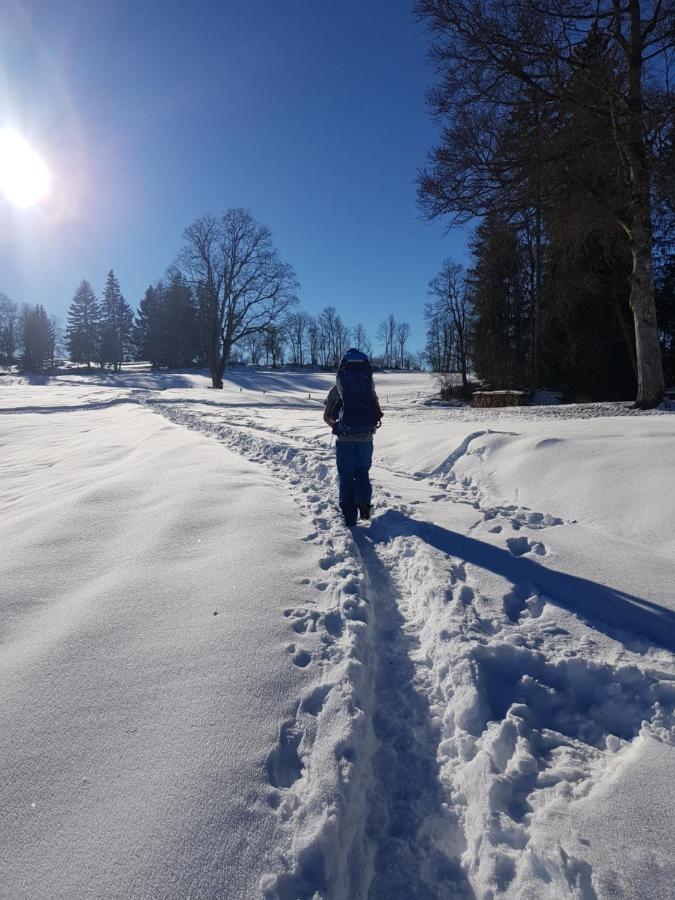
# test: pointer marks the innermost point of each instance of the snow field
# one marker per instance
(490, 682)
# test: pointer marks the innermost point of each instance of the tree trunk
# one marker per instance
(642, 300)
(647, 345)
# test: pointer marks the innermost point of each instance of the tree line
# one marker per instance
(227, 298)
(556, 135)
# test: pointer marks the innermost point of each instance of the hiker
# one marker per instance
(353, 412)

*Set problem*. Output the entries from the line with "the tree line" up to and including the last line of the entries as a two-column CSV with the header instruction,points. Give one row for each instruction and its answer, and put each field in quotation marks with its line breaks replaced by spaces.

*Written answer*.
instruction,points
"# test: pointer marks the innermost point of each instance of the tree line # one marker per instance","(227, 298) (556, 135)"
"# test: pointer marks the innermost point of each instance of the hiker # one marker per instance","(353, 412)"